### TASK STATEMENT:
All of the data must be output exactly, with every picture left out.

### DATA TO EXAMINE:
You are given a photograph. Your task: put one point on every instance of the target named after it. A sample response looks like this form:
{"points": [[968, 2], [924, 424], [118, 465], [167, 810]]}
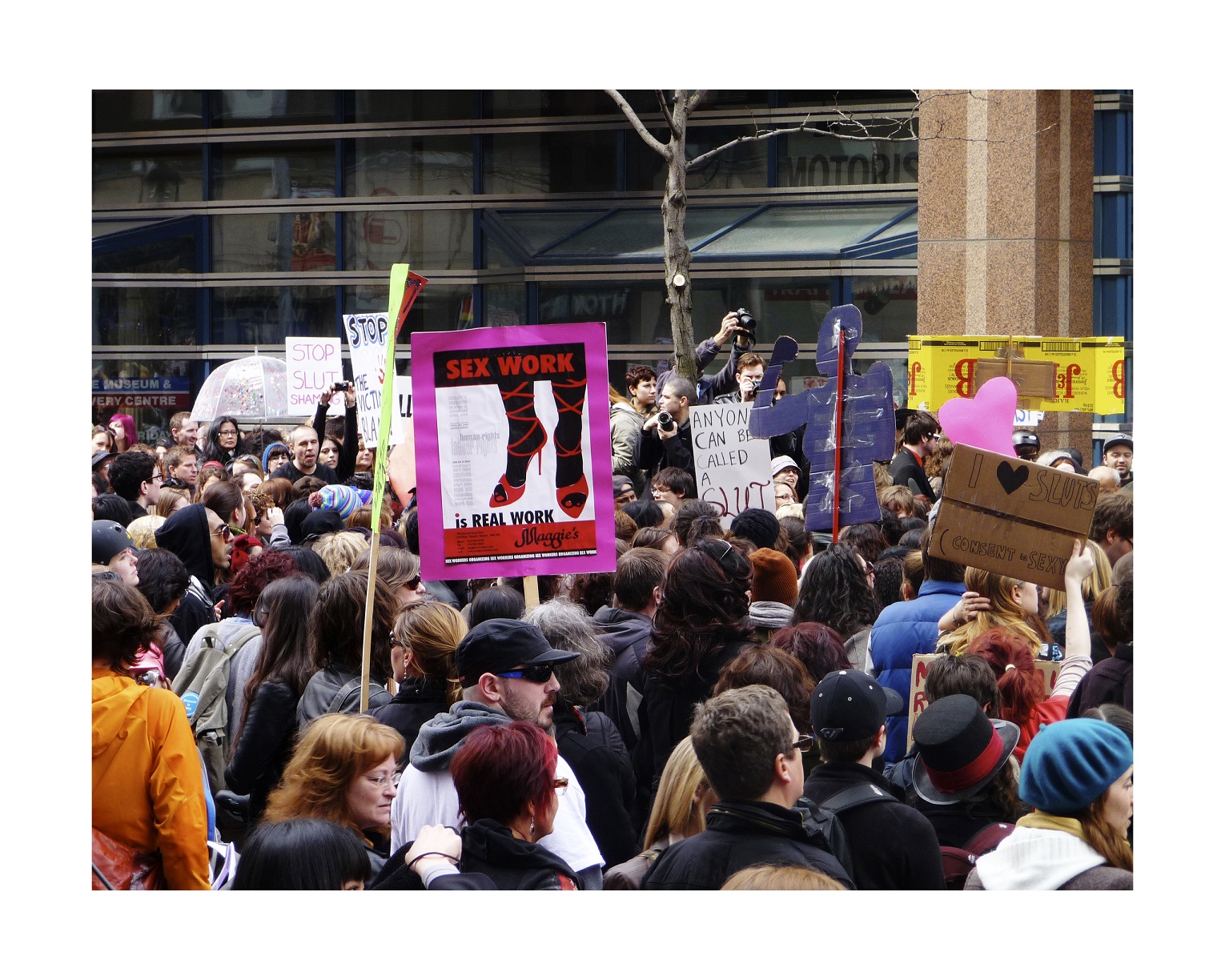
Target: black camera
{"points": [[748, 326]]}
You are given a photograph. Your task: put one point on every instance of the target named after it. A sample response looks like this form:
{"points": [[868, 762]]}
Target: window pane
{"points": [[265, 314], [275, 243], [550, 162], [256, 171], [135, 111], [411, 106], [275, 106], [424, 239], [890, 305], [408, 166], [143, 316], [806, 161], [127, 178], [168, 388]]}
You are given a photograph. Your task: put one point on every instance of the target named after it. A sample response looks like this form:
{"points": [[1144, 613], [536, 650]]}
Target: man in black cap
{"points": [[505, 670], [892, 845]]}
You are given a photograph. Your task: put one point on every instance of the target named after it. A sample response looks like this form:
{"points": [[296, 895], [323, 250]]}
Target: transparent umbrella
{"points": [[251, 388]]}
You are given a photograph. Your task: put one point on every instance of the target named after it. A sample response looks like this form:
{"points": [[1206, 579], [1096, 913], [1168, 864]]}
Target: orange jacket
{"points": [[147, 788]]}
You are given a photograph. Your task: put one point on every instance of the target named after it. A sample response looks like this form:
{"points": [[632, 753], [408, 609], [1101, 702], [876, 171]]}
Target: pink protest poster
{"points": [[515, 469]]}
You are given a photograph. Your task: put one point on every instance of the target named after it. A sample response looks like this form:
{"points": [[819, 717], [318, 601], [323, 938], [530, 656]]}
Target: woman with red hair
{"points": [[506, 779], [1023, 697]]}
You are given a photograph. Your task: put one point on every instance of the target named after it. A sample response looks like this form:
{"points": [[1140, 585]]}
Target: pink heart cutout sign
{"points": [[985, 420]]}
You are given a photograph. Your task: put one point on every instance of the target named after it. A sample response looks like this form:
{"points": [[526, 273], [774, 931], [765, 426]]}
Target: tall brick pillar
{"points": [[1006, 222]]}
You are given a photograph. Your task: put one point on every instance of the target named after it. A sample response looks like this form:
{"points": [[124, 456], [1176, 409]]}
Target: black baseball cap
{"points": [[496, 646], [850, 705]]}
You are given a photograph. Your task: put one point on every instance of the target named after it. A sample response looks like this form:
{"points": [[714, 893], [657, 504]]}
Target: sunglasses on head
{"points": [[532, 673]]}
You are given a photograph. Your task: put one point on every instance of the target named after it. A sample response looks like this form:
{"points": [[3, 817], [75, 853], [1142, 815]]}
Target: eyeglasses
{"points": [[533, 673]]}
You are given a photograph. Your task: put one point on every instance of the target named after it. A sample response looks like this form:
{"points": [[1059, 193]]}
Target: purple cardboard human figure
{"points": [[868, 425]]}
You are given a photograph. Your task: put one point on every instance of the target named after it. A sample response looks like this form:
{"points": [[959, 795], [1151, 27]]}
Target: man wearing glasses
{"points": [[505, 669], [920, 436]]}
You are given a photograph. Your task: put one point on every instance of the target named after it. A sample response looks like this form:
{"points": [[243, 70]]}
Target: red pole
{"points": [[838, 416]]}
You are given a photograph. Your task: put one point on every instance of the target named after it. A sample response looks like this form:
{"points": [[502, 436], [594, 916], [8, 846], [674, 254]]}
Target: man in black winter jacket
{"points": [[892, 845], [750, 753]]}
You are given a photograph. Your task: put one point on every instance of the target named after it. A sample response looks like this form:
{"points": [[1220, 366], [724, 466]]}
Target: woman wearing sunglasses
{"points": [[506, 778]]}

### TASK RESULT:
You are given a photograph. Your task: put one point on every instance of the target named after it. A sample response looks like this form:
{"points": [[968, 2], [924, 424], [118, 465], [167, 810]]}
Target: black camera
{"points": [[748, 326]]}
You are given a photograph. Your task: put one point on every instance of the target named after it. A sample response looks like this form:
{"points": [[868, 762]]}
Target: window pane
{"points": [[265, 314], [275, 243], [550, 162], [256, 171], [135, 111], [411, 106], [275, 106], [424, 239], [890, 305], [408, 166], [143, 316], [806, 161], [127, 178], [168, 388]]}
You are given a photograph. Your task: put one point on every instance of the target named after it. A sample response looks like this form:
{"points": [[1144, 613], [536, 650]]}
Target: man in black cap
{"points": [[505, 670], [892, 845]]}
You are given a photograph. Your task: put one point on every instance of the target named after it. A sample response looks like this form:
{"points": [[296, 895], [323, 250]]}
Target: transparent umbrella
{"points": [[251, 388]]}
You are given a photograph. Your task: put one point on every instance of the target named after it. A sample response looks like this form:
{"points": [[1206, 579], [1096, 913], [1168, 864]]}
Target: orange jacket
{"points": [[147, 788]]}
You are given a photograph. Your task: put one point on every instance of the target named after it. A sample response looks like this form:
{"points": [[632, 753], [408, 609], [1101, 702], [876, 171]]}
Target: pink protest poster
{"points": [[515, 469]]}
You are given a photograph. Your task: put one point on every instance of the target named after it. A sample response looks like this form:
{"points": [[819, 717], [318, 601], [323, 938], [530, 656]]}
Target: woman with red hair
{"points": [[506, 779], [1023, 697]]}
You are given a photograph. Your task: put one point on every instance of the target named after it. A sample response looks like this form:
{"points": [[1140, 585]]}
Target: pink heart cutout sign
{"points": [[985, 420]]}
You are given a photograph. Your task: put one point on every instance of the target named after it. A sample response looks like this form:
{"points": [[526, 273], [774, 931], [765, 426]]}
Target: tall brick pillar
{"points": [[1006, 222]]}
You are given a photograph. Your task: put one point on every instance of the target named after it. A sample response looks like this form:
{"points": [[124, 456], [1176, 409]]}
Target: black baseball cap
{"points": [[496, 646], [850, 705]]}
You are given a photograph. Your task: put one point on every instance of the target named after it. A sample response looks like this form:
{"points": [[714, 893], [657, 504]]}
Target: sunglasses on head
{"points": [[532, 673]]}
You are given a photograph. Your task: put one point on every instance of the target named after it. A sample response looks like this form:
{"points": [[3, 817], [75, 853], [1142, 815]]}
Target: eyeglasses
{"points": [[533, 673]]}
You are given a photograph. Your task: put one point on every instance of the target named after it. A sample response looks like this form:
{"points": [[1059, 193]]}
Target: purple cardboard human figure
{"points": [[868, 425]]}
You are given a photograph. Your task: put one point on every instance of the target named after it. A sample response looks like this form:
{"points": [[959, 795], [1151, 27]]}
Target: man wearing glasses
{"points": [[505, 669], [920, 436]]}
You are given a photograph. Your task: put one point on every instance of the target named after it. A sample response looks like this form:
{"points": [[243, 70]]}
Target: red pole
{"points": [[838, 416]]}
You are given a photograph. Your task: put one point on every instance of the target named after it. A sample response looks like this form:
{"points": [[502, 436], [594, 916], [8, 846], [674, 254]]}
Target: man in black winter jacket
{"points": [[892, 845], [750, 753]]}
You are given a photograph. Your task: put one point on every instance of the target named after it. A sample response looks like this form:
{"points": [[1220, 366], [724, 466]]}
Target: woman wearing sunglasses
{"points": [[506, 778]]}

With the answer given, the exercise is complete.